INSTRUCTIONS FOR THE TASK.
For each statement below, say yes or no to whether it agrees with the source document, and quote the words from it that decide: 1. Oral tetracycline 250 mg four times a day for 10 days has been suggested as the preferred therapy for patients with ECM. 2. The 1983 surveillance data were complete when reviewed. 3. The rise in reported cases is known to reflect a real increase in incidence.

--- SOURCE DOCUMENT Enclosed Below ---

Early treatment with tetracycline, penicillin, or erythromycin was previously shown to shorten the duration of ECM and to prevent or ameliorate late complicated disease. Recently, oral tetracycline 250 mg four times a day for 10 days has been suggested as the preferred therapy for patients with ECM (9). Longer or higher dose therapy or parenteral penicillin may be necessary for patients with more severe disease. The role of antibiotic therapy for the late arthritic phase of the disease is still being studied.

With the cooperation of state health departments, LD cases for 1980, 1982, and 1983 were reported to CDC. In 1980 and 1982, 226 and 487 cases, respectively, were reported (10,11). A review of the still incomplete 1983 surveillance data indicates that over 500 cases occurred last year. Whether the increase in number of reported cases is due to increased recognition and interest in the disease or to a real increase in the incidence is unclear.

--- End of Enclosed SOURCE DOCUMENT ---
--- DATA FOR REVIEW Enclosed Below ---

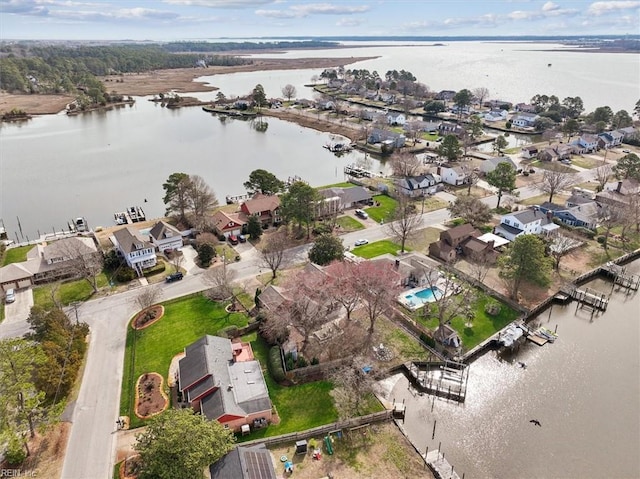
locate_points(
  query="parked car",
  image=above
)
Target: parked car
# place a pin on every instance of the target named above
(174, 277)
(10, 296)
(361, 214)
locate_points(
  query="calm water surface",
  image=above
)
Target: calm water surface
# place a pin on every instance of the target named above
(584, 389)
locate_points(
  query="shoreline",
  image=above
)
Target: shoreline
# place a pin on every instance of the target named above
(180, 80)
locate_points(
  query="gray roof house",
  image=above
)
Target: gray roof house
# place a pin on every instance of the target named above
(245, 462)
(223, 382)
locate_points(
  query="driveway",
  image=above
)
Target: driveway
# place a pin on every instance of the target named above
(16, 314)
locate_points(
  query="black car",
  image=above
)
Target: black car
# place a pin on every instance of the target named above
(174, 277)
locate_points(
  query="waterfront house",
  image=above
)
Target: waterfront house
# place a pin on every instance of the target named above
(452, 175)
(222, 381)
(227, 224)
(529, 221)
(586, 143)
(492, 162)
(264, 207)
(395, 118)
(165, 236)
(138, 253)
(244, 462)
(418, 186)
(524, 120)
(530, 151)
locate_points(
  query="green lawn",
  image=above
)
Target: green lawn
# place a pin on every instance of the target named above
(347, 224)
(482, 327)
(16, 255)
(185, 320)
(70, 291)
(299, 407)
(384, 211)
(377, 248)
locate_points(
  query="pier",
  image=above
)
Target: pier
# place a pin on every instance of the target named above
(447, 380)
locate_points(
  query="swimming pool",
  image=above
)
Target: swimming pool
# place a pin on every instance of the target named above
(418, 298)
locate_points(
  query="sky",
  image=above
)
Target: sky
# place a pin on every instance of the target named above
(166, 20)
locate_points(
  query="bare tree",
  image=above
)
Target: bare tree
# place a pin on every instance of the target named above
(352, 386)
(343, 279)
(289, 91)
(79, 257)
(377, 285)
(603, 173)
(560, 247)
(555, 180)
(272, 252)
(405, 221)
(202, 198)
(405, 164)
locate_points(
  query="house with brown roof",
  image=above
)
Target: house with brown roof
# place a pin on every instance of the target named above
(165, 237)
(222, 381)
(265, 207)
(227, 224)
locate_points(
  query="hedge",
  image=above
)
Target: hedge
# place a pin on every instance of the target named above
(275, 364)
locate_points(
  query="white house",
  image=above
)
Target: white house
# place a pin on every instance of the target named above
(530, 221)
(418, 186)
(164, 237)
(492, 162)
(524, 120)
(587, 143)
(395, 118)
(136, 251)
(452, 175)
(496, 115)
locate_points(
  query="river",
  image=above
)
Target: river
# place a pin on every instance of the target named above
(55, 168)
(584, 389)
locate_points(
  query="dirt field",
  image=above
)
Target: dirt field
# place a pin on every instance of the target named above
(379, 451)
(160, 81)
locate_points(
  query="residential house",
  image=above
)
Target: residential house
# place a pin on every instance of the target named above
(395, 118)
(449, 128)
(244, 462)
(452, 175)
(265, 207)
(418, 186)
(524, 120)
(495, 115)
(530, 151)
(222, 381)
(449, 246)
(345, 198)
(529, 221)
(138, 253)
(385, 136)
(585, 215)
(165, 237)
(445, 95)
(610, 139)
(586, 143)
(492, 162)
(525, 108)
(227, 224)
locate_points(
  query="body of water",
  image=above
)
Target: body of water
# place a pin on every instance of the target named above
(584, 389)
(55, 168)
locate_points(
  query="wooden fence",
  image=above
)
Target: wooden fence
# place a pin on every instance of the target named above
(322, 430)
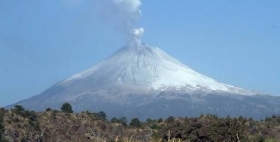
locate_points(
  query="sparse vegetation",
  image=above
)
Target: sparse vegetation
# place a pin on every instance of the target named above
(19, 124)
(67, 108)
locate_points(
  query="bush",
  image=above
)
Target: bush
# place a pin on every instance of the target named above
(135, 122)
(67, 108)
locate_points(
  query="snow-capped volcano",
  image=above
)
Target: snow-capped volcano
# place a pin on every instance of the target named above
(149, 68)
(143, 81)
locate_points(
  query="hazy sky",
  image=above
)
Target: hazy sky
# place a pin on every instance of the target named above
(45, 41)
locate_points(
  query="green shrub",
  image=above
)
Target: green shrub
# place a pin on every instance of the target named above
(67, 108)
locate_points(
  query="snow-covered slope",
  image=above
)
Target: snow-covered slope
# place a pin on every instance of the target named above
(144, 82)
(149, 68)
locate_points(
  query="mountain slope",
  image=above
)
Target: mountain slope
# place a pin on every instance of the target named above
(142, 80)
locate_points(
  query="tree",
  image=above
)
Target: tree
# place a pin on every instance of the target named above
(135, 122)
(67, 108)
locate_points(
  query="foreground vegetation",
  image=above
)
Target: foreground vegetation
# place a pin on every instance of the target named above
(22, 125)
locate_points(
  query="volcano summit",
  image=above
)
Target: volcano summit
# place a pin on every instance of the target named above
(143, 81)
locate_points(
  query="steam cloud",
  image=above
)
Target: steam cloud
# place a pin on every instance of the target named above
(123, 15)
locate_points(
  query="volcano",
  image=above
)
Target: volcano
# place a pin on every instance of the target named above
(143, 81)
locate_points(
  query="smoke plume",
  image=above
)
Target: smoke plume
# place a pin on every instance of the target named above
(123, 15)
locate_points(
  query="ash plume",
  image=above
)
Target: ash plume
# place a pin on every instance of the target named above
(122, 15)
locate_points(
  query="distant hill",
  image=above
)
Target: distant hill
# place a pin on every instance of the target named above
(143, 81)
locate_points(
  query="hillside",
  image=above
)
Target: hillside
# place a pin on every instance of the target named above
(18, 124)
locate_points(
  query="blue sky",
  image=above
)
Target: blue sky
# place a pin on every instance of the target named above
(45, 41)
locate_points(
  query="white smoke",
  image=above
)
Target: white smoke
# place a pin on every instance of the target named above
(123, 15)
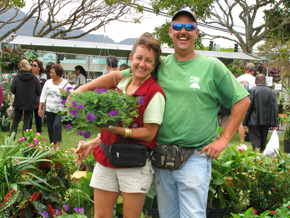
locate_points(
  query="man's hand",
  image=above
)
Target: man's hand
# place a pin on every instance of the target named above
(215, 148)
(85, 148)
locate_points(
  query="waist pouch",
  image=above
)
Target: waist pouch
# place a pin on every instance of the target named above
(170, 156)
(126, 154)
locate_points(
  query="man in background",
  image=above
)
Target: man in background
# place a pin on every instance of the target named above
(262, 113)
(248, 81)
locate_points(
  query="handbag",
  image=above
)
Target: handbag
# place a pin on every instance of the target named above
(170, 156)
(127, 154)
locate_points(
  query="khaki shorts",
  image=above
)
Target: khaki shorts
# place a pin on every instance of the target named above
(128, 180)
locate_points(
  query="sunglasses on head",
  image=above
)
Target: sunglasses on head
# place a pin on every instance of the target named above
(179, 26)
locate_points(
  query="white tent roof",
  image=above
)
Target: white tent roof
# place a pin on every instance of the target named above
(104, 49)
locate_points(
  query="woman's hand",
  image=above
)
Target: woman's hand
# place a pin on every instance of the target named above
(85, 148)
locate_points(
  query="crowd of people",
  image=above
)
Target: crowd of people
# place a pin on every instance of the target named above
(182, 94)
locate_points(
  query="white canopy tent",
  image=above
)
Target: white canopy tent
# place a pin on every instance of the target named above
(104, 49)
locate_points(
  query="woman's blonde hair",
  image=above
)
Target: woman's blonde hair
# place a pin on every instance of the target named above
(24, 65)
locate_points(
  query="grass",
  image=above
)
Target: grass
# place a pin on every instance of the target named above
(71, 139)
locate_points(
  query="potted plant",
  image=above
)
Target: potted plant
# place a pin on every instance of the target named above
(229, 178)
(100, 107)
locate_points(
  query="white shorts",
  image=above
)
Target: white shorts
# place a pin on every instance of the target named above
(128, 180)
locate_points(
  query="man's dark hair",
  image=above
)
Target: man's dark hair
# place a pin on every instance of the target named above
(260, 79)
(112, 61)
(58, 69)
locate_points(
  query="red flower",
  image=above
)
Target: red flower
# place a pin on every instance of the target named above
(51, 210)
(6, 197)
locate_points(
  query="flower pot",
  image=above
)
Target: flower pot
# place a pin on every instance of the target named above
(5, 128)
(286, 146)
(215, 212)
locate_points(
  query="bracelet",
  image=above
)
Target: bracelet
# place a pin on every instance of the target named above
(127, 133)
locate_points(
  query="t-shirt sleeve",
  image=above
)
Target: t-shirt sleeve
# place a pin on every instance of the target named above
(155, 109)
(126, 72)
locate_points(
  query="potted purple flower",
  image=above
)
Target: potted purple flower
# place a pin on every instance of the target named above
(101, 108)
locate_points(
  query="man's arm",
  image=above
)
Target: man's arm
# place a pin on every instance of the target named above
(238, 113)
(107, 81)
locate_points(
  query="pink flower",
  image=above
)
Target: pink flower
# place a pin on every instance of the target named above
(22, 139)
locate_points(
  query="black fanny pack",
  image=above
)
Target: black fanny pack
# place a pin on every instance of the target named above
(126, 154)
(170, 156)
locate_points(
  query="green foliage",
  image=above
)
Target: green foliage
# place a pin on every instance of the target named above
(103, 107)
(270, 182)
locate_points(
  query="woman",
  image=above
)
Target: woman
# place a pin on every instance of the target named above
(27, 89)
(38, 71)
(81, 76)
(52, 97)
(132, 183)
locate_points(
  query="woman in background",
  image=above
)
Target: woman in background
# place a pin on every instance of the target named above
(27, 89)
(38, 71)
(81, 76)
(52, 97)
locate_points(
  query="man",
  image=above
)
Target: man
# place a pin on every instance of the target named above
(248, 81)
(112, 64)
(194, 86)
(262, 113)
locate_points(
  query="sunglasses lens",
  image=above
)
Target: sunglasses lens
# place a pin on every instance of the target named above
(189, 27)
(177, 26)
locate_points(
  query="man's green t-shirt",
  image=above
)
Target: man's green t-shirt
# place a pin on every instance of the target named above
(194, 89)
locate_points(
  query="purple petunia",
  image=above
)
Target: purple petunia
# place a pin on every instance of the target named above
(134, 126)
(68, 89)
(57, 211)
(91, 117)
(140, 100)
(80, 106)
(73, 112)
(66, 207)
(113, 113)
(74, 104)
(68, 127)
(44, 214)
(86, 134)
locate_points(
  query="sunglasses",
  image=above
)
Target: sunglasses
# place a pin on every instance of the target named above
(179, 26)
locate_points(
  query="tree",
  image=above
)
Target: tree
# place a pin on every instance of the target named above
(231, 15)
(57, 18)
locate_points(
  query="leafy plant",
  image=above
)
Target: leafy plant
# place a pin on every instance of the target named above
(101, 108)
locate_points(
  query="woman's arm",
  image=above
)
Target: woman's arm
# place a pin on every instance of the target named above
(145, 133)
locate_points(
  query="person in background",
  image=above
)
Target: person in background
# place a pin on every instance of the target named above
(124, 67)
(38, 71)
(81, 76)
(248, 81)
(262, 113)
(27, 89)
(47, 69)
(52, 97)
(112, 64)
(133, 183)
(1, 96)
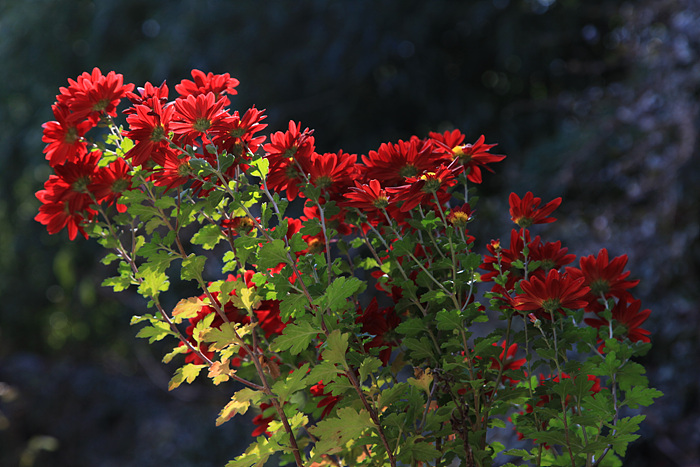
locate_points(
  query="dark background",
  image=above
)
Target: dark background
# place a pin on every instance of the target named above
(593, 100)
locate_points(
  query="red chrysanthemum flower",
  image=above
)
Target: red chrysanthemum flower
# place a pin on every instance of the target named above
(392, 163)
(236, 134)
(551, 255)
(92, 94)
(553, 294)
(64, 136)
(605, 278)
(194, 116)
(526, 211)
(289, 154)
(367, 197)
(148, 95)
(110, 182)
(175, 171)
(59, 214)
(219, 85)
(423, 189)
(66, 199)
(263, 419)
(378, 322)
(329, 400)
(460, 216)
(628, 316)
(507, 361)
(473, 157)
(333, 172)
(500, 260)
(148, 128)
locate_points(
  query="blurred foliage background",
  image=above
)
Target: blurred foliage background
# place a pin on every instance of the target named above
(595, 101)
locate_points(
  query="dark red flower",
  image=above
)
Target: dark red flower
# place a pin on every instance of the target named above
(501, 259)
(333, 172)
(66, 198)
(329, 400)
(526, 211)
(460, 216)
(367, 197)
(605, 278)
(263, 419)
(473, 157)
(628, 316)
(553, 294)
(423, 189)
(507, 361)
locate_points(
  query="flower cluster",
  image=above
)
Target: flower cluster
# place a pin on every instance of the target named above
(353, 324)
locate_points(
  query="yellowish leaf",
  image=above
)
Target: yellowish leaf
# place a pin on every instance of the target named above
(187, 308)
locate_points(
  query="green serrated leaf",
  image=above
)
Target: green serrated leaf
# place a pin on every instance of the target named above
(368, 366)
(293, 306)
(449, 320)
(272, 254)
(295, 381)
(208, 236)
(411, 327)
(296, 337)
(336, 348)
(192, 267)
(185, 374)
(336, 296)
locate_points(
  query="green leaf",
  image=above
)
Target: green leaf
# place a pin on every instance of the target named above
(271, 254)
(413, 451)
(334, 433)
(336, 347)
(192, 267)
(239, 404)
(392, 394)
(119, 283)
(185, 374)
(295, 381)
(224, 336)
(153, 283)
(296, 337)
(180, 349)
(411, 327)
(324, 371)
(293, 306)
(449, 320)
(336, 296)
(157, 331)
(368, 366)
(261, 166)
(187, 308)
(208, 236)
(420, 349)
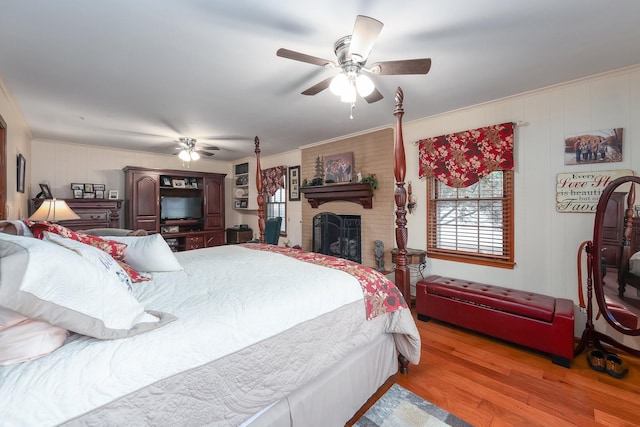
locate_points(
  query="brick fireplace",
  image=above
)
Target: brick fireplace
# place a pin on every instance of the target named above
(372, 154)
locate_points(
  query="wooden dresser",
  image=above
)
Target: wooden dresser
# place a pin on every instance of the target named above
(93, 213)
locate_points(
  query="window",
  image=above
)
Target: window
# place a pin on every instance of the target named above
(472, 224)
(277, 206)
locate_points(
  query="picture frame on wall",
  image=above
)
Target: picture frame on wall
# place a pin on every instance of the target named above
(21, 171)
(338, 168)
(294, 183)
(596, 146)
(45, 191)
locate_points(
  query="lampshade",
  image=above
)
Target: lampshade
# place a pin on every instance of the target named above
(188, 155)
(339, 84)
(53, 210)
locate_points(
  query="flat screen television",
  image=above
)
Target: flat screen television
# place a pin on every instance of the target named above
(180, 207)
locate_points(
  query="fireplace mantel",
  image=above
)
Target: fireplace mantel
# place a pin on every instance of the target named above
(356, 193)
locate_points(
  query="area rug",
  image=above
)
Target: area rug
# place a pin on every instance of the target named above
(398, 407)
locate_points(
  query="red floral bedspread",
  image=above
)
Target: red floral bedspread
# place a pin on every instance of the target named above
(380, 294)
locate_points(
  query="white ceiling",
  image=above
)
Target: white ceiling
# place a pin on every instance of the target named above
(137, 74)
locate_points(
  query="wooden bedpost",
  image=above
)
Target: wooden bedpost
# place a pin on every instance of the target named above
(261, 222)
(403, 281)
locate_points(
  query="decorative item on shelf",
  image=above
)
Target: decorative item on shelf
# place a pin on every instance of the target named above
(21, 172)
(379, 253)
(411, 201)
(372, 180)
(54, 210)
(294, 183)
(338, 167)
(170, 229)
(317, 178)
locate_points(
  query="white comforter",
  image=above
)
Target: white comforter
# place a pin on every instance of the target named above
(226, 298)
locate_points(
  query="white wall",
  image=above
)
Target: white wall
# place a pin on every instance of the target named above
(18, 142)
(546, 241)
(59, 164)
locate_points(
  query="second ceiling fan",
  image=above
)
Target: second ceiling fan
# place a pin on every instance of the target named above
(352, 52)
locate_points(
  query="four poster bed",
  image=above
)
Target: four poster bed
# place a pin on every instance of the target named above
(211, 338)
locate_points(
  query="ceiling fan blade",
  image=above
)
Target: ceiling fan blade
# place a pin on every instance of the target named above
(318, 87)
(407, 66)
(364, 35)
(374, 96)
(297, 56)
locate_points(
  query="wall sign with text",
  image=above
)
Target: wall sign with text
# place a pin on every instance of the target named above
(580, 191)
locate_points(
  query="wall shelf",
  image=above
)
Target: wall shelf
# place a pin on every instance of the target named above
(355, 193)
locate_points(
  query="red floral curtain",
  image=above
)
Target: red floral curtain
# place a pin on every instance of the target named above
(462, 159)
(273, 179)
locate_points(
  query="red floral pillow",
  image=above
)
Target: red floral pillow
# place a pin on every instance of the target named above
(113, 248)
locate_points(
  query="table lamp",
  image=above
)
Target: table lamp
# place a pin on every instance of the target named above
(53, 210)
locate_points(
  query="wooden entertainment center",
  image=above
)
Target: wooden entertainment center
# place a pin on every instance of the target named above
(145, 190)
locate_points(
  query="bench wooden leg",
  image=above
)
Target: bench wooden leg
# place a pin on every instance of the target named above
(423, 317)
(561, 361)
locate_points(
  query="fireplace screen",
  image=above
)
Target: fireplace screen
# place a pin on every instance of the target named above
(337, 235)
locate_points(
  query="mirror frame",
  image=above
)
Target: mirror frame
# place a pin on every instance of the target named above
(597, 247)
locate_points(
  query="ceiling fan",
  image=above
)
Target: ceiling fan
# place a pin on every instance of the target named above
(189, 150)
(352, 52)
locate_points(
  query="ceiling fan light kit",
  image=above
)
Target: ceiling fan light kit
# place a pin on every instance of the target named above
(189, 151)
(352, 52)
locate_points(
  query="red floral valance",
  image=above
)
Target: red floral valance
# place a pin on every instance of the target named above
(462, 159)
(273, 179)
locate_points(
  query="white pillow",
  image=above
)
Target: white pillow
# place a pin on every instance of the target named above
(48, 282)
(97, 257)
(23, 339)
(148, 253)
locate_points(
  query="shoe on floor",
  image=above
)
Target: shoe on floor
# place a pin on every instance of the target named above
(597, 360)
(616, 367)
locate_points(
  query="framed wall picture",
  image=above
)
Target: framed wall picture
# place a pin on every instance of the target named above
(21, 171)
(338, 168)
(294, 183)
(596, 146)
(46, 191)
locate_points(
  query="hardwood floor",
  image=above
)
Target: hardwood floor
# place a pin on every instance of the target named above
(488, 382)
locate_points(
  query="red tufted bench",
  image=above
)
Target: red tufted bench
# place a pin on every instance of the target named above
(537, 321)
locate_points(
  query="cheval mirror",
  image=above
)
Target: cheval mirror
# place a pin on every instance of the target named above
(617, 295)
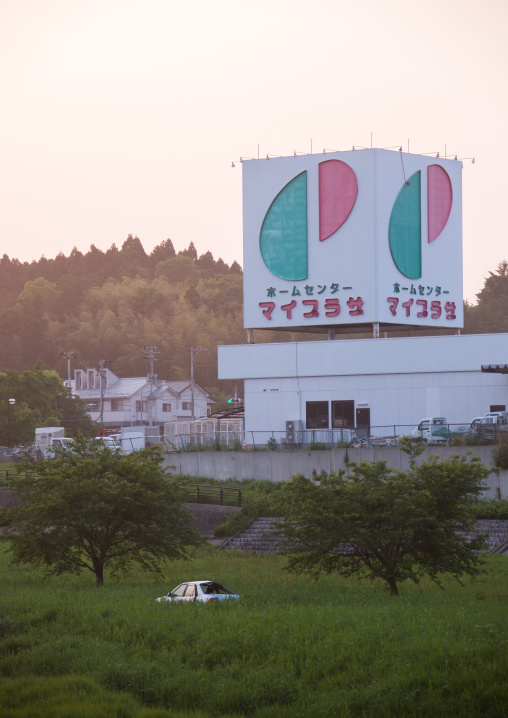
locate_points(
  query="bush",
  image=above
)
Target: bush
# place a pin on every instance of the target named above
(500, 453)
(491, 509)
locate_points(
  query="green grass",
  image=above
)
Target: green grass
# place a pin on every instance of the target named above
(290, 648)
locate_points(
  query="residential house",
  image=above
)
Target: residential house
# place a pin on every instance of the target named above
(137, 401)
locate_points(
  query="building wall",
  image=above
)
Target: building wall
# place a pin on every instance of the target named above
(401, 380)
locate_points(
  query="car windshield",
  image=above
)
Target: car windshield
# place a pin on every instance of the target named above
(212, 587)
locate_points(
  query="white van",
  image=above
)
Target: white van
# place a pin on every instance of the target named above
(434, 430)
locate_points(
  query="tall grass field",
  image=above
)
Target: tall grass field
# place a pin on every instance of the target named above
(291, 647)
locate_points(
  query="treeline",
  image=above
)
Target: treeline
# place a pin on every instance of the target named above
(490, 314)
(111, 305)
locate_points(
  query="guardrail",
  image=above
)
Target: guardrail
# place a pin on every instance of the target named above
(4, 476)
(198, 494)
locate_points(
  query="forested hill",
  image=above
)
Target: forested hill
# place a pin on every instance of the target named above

--- End of Enclosed DATA FOR REVIEW ---

RESPONSE BELOW.
1. Yes: "oral tetracycline 250 mg four times a day for 10 days has been suggested as the preferred therapy for patients with ECM"
2. No: "A review of the still incomplete 1983 surveillance data"
3. No: "Whether the increase in number of reported cases is due to increased recognition and interest in the disease or to a real increase in the incidence is unclear."